Here is a set of records. Copy them all exactly.

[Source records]

===============

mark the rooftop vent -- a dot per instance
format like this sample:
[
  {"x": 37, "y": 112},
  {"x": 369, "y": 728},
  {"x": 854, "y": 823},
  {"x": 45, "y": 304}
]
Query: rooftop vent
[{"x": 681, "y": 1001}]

===============

▶ **Answer space**:
mark the rooftop vent -- a dot per instance
format like this sample:
[
  {"x": 37, "y": 112},
  {"x": 369, "y": 728},
  {"x": 854, "y": 823},
  {"x": 45, "y": 304}
]
Query: rooftop vent
[{"x": 681, "y": 1001}]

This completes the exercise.